What is required: Extend the essay on a friend's doctoral thesis and Ibn Rushd (Averroes) by writing the passage that comes after its last sentence, keeping its first-person voice. The listing placed after the essay is separate from it.

Recently a friend of mine shared his anxieties about his thesis he had submitted for his PhD and had been disappointed to see his mentor and guide attack it and allege that my friend had distorted, blasphemed and ridiculed the guide's professed religious belief (no guesses here). The guide's assumption was based on the fact that my friend had approached his topic from a scientific angle and had mentioned prominent scientists and their contributions. Now he is worried to death that his years of hard work and research will be wasted and his thesis will get rejected.

I'm nostalgic for the universities of yore, the 'makhtabs', which were centres of learning, research, debate, discussions, dissent, symposiums, rhetoric and the grand old field of philosophy. I imagine Ibn Sina (Avicenna), Ibn Rushd (Averroes), Razi, Ibn Khaldun and all bent over their treatises in the lamplights, their quills dripping ink, late into the night, surrounded by manuscripts and old parchments, scribbling down their thoughts, after hours of contemplation and star gazing. I imagine Ibn Rushd (Averroes) translating Aristotle's Nicomachean Ethics into Arabic and extensively writing emendations to it. I'm pretty sure of people around Ibn Rushd - his friends, relatives, his mentors and contemporaries constantly challenging him, debating him, dissuading him, if he dared to step into the Mutazilite logic (primacy of reasoning) within Islam as opposed to the Asharite trend (primacy of the text) prevalent then. He must've gotten a lot of hope from his disciples who cried when his books were burnt in the 12th century Islamic Spain under a trumped up charge and he was forced to flee. 'The Commentator' as he was called by Thomas Aquinas immortalised Aristotle who was simply called 'The Philosopher' and his smuggled manuscripts by his faithful students were translated into Hebrew and Latin which paved the way for Aristotelian philosophy and logic in the West.

Data provided:

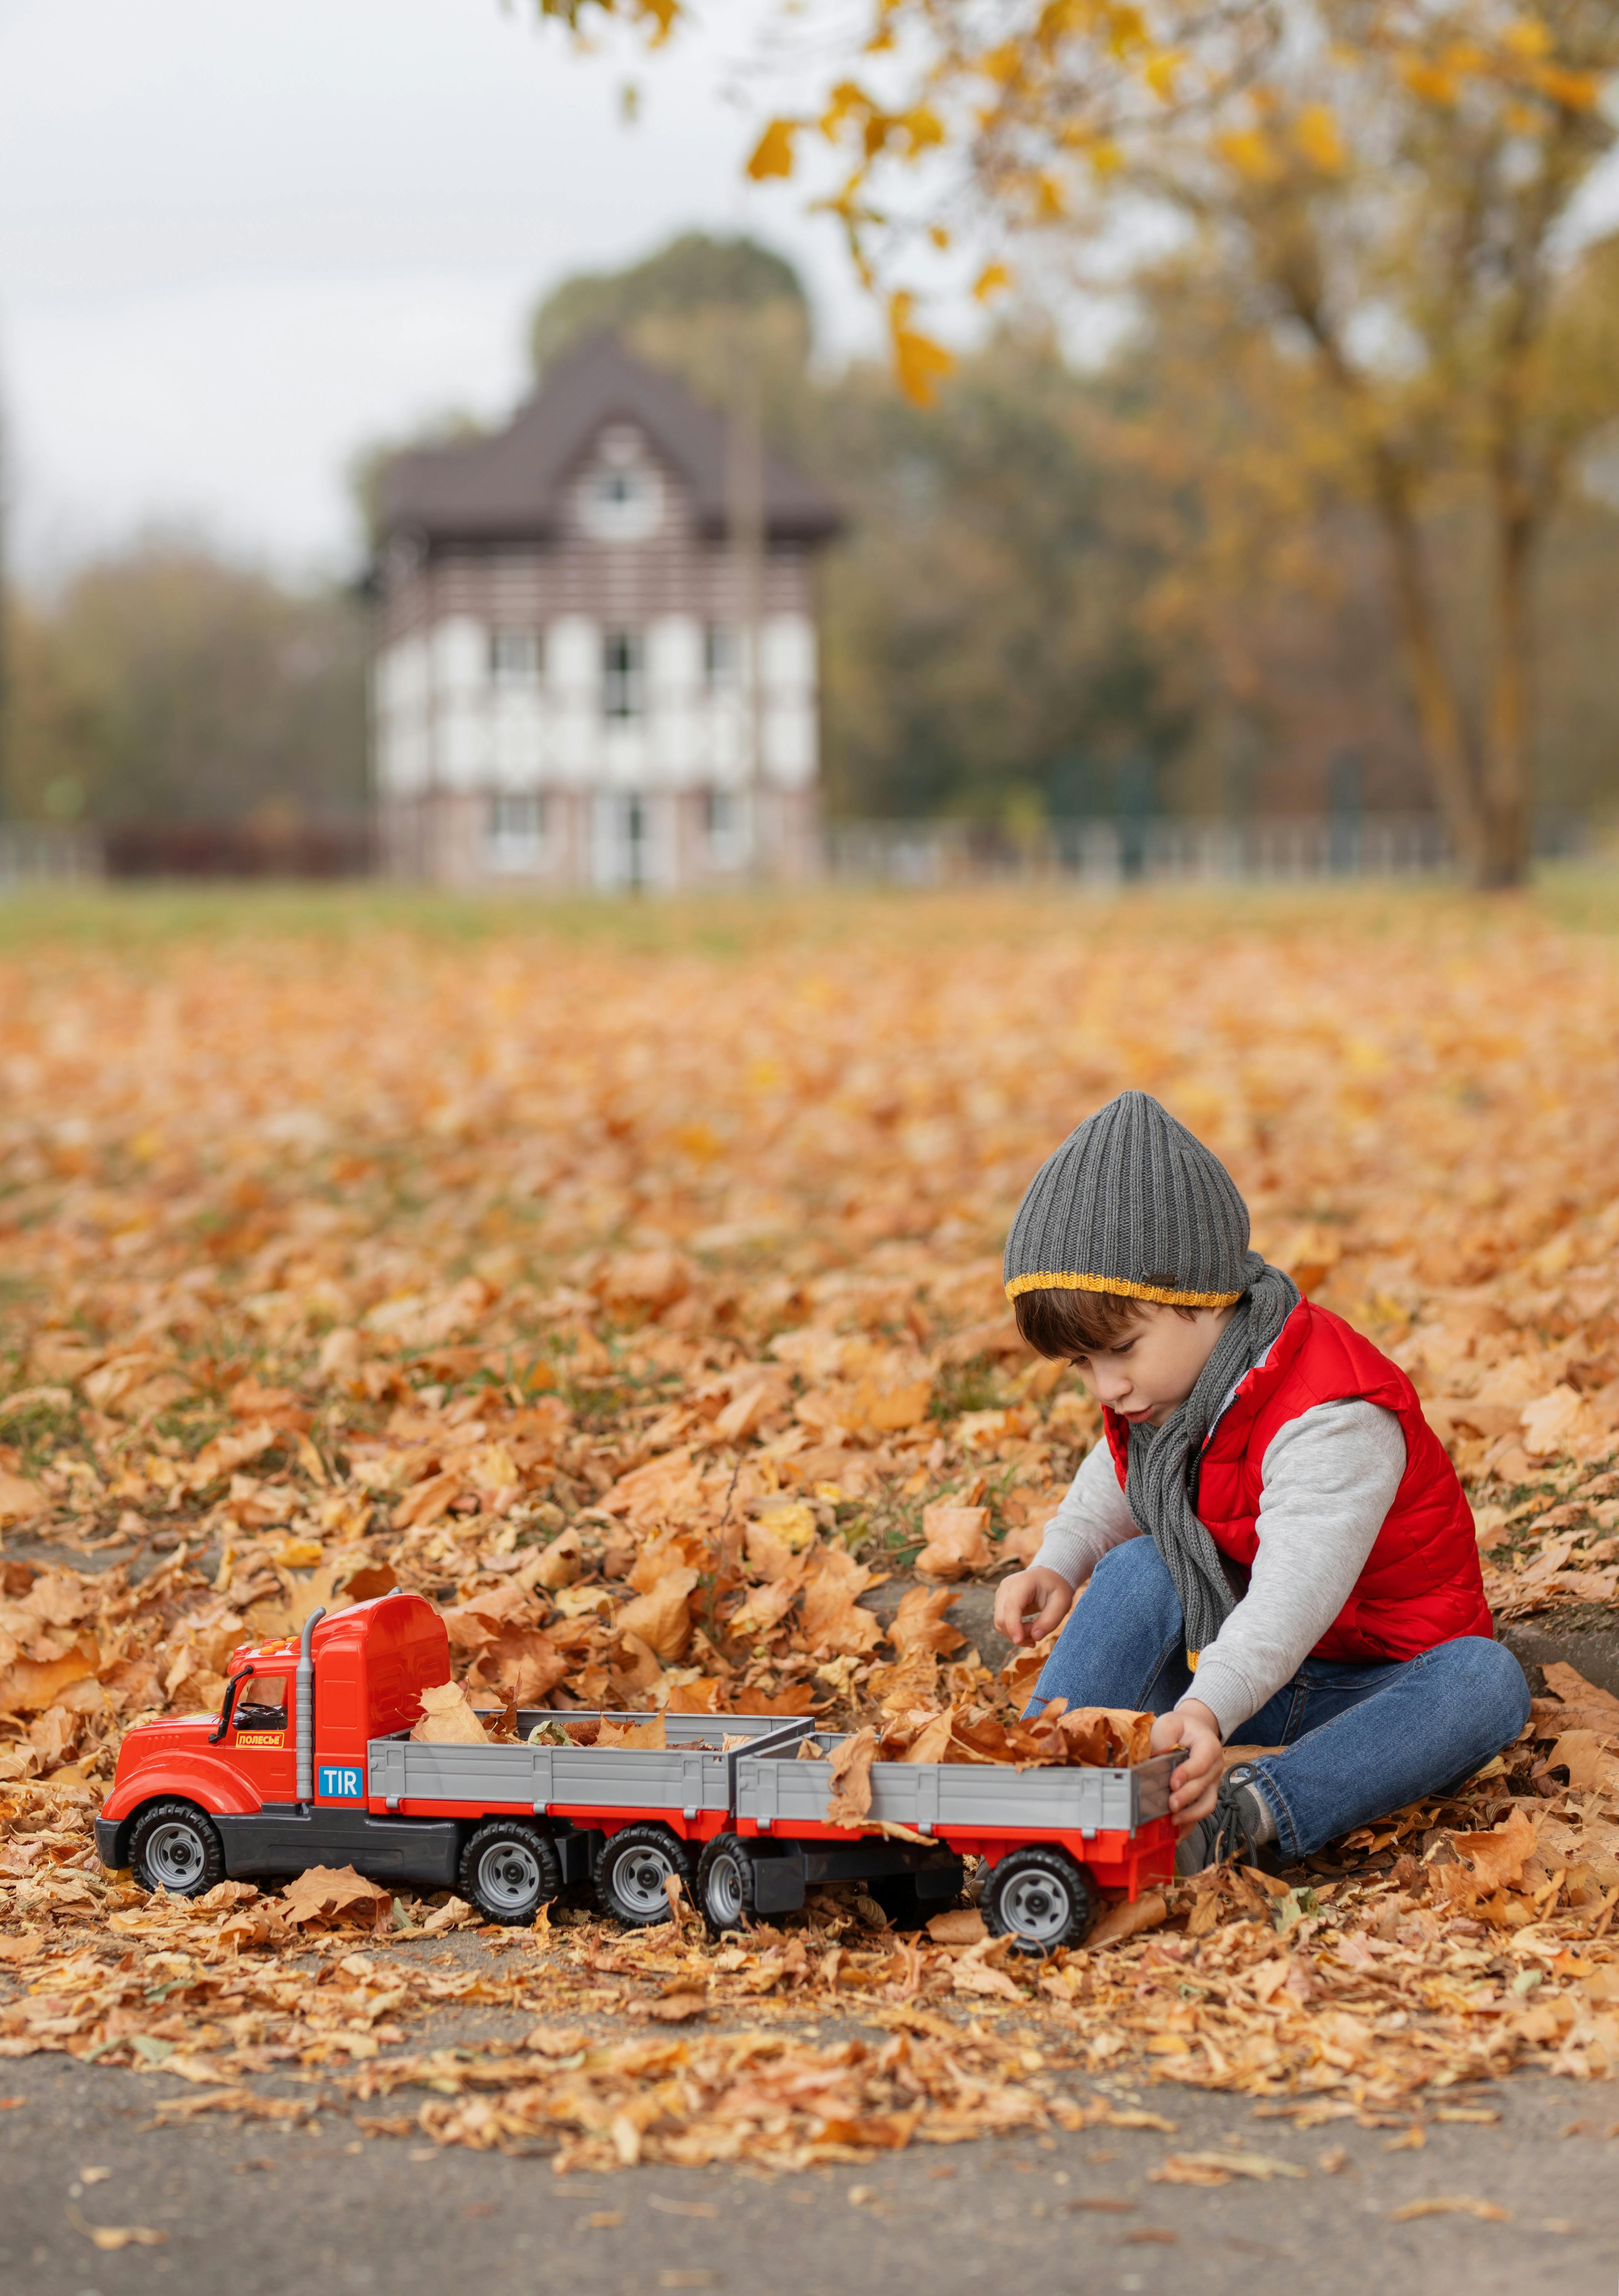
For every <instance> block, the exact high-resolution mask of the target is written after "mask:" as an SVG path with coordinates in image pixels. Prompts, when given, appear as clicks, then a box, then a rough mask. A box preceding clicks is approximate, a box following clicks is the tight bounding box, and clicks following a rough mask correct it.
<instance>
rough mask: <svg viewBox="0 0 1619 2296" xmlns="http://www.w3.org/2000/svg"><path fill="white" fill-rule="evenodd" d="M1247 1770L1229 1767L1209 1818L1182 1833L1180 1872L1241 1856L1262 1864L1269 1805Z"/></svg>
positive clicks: (1186, 1873)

The answer:
Ibn Rushd's own Mutazalite leanings were soundly based on the concept of primacy of reasoning, in direct opposition to the Asharite dogged advocacy of primacy to the text. There is no surprise there that the Hanbali preference for texts combined with the treatment of Imam Hanbal at the hands of Caliph al-Mamun and his successor, won over many free thinking liberal Mutazalites simply because of the stubbornness to which Hanbal stuck to his beliefs. We as a species will always hand over our freedoms to totalitarianism because the very thought of complete freedom scares us into submission. Erich Fromm in his seminal works 'Escape from Freedom' and 'The Sane Society', proves that having the notion of no destiny, predetermination, fate, or revelation scares the hell out of us (pun intended). That's why the heretics and dissenters are feared; they force us to think, re-think, reconsider and unlearn our set patterns of thinking, our conditioning and habits of thinking.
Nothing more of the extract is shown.